--- Begin ENTRIES SHOWN ---

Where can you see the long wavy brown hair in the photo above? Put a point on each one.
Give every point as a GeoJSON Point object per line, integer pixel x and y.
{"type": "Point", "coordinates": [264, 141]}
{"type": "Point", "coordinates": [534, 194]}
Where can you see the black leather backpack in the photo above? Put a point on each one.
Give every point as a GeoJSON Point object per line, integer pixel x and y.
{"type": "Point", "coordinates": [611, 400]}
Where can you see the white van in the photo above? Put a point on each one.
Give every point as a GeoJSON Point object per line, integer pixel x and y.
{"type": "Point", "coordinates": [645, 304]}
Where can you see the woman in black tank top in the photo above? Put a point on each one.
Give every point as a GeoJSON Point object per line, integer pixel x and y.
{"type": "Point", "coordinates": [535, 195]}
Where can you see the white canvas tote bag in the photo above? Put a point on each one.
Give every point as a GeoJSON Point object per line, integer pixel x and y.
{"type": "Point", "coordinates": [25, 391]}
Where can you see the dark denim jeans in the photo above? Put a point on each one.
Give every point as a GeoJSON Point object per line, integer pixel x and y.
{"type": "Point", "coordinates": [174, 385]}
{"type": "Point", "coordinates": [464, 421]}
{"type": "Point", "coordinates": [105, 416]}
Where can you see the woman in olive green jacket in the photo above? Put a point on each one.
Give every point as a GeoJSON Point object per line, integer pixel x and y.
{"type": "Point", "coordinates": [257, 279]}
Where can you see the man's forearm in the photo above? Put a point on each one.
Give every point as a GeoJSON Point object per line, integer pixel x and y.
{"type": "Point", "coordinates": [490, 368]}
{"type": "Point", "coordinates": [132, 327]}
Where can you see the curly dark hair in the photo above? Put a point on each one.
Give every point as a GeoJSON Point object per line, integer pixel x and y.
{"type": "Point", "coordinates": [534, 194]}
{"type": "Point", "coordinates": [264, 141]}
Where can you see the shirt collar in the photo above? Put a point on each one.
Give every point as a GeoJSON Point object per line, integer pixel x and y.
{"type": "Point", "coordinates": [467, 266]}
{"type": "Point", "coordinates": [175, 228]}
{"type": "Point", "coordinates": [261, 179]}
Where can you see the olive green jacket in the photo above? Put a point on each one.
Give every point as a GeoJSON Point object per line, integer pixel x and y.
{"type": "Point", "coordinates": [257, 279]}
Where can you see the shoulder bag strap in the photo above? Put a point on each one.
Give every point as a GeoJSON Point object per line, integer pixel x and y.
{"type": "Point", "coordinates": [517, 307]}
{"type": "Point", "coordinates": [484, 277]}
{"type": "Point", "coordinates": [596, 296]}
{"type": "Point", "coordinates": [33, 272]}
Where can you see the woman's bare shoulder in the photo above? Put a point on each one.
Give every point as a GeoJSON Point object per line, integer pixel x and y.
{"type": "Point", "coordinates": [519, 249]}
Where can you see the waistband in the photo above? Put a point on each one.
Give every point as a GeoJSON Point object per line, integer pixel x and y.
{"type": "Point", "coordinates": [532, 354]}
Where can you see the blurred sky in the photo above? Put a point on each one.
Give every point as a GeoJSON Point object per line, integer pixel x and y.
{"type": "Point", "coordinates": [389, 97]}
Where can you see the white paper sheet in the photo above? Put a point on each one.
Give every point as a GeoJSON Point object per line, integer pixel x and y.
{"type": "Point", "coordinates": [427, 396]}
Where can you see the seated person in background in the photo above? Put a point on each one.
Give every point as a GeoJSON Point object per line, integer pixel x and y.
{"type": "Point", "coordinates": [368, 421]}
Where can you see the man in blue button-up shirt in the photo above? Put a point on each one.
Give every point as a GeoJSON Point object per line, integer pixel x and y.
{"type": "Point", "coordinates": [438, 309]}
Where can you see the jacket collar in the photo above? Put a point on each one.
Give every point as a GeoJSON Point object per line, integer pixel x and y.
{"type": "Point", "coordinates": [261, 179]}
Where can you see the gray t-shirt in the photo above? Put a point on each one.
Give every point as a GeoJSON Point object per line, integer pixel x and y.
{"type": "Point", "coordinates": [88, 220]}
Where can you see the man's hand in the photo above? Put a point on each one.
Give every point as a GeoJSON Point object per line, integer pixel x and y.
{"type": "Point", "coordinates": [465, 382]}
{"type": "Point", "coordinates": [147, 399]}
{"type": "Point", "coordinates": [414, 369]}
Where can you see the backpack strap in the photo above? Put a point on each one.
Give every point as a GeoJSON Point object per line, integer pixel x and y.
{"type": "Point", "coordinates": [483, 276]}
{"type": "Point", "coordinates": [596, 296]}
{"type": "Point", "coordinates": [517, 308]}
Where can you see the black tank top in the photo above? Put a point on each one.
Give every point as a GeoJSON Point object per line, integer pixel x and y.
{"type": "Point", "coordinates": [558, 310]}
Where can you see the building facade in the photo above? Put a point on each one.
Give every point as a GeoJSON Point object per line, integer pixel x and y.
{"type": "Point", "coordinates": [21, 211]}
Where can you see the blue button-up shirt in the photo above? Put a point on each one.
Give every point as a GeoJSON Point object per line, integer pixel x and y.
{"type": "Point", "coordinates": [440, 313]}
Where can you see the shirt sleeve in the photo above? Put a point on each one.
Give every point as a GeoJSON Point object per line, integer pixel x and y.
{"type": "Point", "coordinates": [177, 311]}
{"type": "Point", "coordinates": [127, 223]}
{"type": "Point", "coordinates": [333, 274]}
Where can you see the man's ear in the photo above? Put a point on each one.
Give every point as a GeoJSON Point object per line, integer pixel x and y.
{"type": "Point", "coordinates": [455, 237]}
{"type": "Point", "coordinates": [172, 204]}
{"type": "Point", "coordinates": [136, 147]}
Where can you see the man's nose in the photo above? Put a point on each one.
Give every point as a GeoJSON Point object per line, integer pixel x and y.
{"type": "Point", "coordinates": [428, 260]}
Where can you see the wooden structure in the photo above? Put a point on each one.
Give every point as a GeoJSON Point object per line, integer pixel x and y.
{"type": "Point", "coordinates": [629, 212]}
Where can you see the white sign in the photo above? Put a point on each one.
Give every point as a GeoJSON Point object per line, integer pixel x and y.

--- End ENTRIES SHOWN ---

▶ _DIRECTIONS_: The listing above should be transcribed in full, exactly as written.

▶ _RESPONSE TO THE TASK_:
Where can you see the long wavy brown hair in the photo above? Put a point on each one.
Give every point as a GeoJSON Point object per line, integer pixel x and y.
{"type": "Point", "coordinates": [264, 141]}
{"type": "Point", "coordinates": [534, 194]}
Where can you see the black leather backpack in the photo above? Put a point on each one.
Give every point as a GeoJSON Point object per line, integer pixel x and y.
{"type": "Point", "coordinates": [611, 400]}
Where can you see the white van in the photo above? Put a point on each one.
Give every point as a GeoJSON Point object per line, integer pixel x and y.
{"type": "Point", "coordinates": [645, 304]}
Where can you see the woman in black tank top in the photo above? Put a point on each one.
Give every point as a GeoJSON Point object per line, integer pixel x and y.
{"type": "Point", "coordinates": [535, 195]}
Where can you see the white canvas tote bag in the photo above? Put a point on each one.
Give every point as a GeoJSON Point object per line, integer pixel x and y.
{"type": "Point", "coordinates": [25, 391]}
Where can you see the dark denim jeans in the photo above? Put a point on each one.
Give every point as a GeoJSON Point object per line, integer pixel x and y.
{"type": "Point", "coordinates": [174, 385]}
{"type": "Point", "coordinates": [464, 421]}
{"type": "Point", "coordinates": [105, 416]}
Where can you see the woman in olive green jacket in the photo above? Put a point on each one.
Give every point as a GeoJSON Point object per line, integer pixel x and y.
{"type": "Point", "coordinates": [257, 279]}
Where can you see the man's forearm in the photo above? Put a point on each one.
Give every point as a GeoJSON Point object per line, integer pixel x and y.
{"type": "Point", "coordinates": [490, 368]}
{"type": "Point", "coordinates": [132, 327]}
Where can you see the curly dark hair in the photo above? Put a point on each one.
Give every point as a GeoJSON Point object per line, integer pixel x and y.
{"type": "Point", "coordinates": [534, 194]}
{"type": "Point", "coordinates": [264, 141]}
Where can you see the shirt collar in the photo above? Put a point on each one.
Give every point as a GeoJSON Point object per line, integer pixel x and y.
{"type": "Point", "coordinates": [467, 266]}
{"type": "Point", "coordinates": [175, 228]}
{"type": "Point", "coordinates": [261, 179]}
Where can you see the olive green jacket in the photo above? Put a point on each one.
Give every point as a GeoJSON Point object per line, integer pixel x and y.
{"type": "Point", "coordinates": [257, 279]}
Where can you see the shoulder bag strap in the photo above? Put a point on each one.
Give every point as a GeoJSON Point object per line, integer pixel x and y.
{"type": "Point", "coordinates": [517, 307]}
{"type": "Point", "coordinates": [484, 277]}
{"type": "Point", "coordinates": [596, 296]}
{"type": "Point", "coordinates": [33, 272]}
Where can you see the woman's bare shoulder in the photo above? Put a point on each one.
Give every point as a GeoJSON Point object per line, integer pixel x and y.
{"type": "Point", "coordinates": [519, 249]}
Where can you see the waistband in the photo above? Put a point on each one.
Give every point as a GeoJSON Point object per line, integer pixel x and y.
{"type": "Point", "coordinates": [532, 354]}
Where can you see the blurred sky in the photo above? Put a point on each one.
Give every point as a GeoJSON Point object per line, integer pixel x and y.
{"type": "Point", "coordinates": [389, 97]}
Where can you see the white paper sheet in the photo above? Put a point on each one.
Give every point as a GeoJSON Point object per line, integer pixel x and y.
{"type": "Point", "coordinates": [427, 396]}
Where can you see the seated person in background in the photo above? Put a point on each one.
Give every point as a GeoJSON Point object per line, integer pixel x and y.
{"type": "Point", "coordinates": [368, 421]}
Where can you see the man in blue button-up shirt in the photo above? Put a point on each one.
Give every point as a GeoJSON Point object per line, integer pixel x and y.
{"type": "Point", "coordinates": [438, 309]}
Where can you see the jacket collar in the photo above? Put a point on each one.
Give every point as a GeoJSON Point object per line, integer pixel x and y.
{"type": "Point", "coordinates": [261, 179]}
Where can you see the gray t-shirt in the photo above? Put a point on each one.
Give every point as a GeoJSON Point object per line, integer pixel x and y.
{"type": "Point", "coordinates": [88, 220]}
Where can you see the man's hand in the photo above? Put a point on each one.
Give every point as a GeoJSON Point object per line, integer pixel x and y.
{"type": "Point", "coordinates": [465, 382]}
{"type": "Point", "coordinates": [147, 399]}
{"type": "Point", "coordinates": [414, 369]}
Where can you see the backpack strap in the photo above? Put a point on each one.
Give every point as a GeoJSON Point object per line, integer pixel x and y.
{"type": "Point", "coordinates": [483, 276]}
{"type": "Point", "coordinates": [596, 296]}
{"type": "Point", "coordinates": [517, 308]}
Where can you see the black tank top in the photo above? Put a point on each one.
Give every point as a GeoJSON Point object per line, integer pixel x and y.
{"type": "Point", "coordinates": [558, 310]}
Where can you see the building facade in the photo above? Put a point on each one.
Give every point as a GeoJSON Point object per line, integer pixel x and y.
{"type": "Point", "coordinates": [21, 211]}
Where can you see the blue button-up shirt in the photo above? Put a point on each one.
Give every point as a GeoJSON Point object per line, integer pixel x and y.
{"type": "Point", "coordinates": [440, 313]}
Where can you see the shirt sleeve in the photo above? Put a point on each one.
Give every point as a GeoJSON Point object per line, integer pixel x and y.
{"type": "Point", "coordinates": [177, 311]}
{"type": "Point", "coordinates": [127, 223]}
{"type": "Point", "coordinates": [333, 274]}
Where can you see the man's ear in the photo above? Put a point on each one.
Give every point as a GeoJSON Point object per line, integer pixel x and y.
{"type": "Point", "coordinates": [455, 237]}
{"type": "Point", "coordinates": [172, 204]}
{"type": "Point", "coordinates": [136, 147]}
Where can you see the man's nose in the photo above? Put a point on each one.
Give every point as a GeoJSON Point object per line, integer pixel x and y.
{"type": "Point", "coordinates": [428, 260]}
Where can you see the wooden structure in the photo above? Put a point on each one.
Give every point as a GeoJSON Point object per line, integer pixel x and y.
{"type": "Point", "coordinates": [629, 212]}
Where can you see the white sign in the photo above? Put a point on each one.
Give every point as a GeoJSON Point object per line, integer pixel x and y.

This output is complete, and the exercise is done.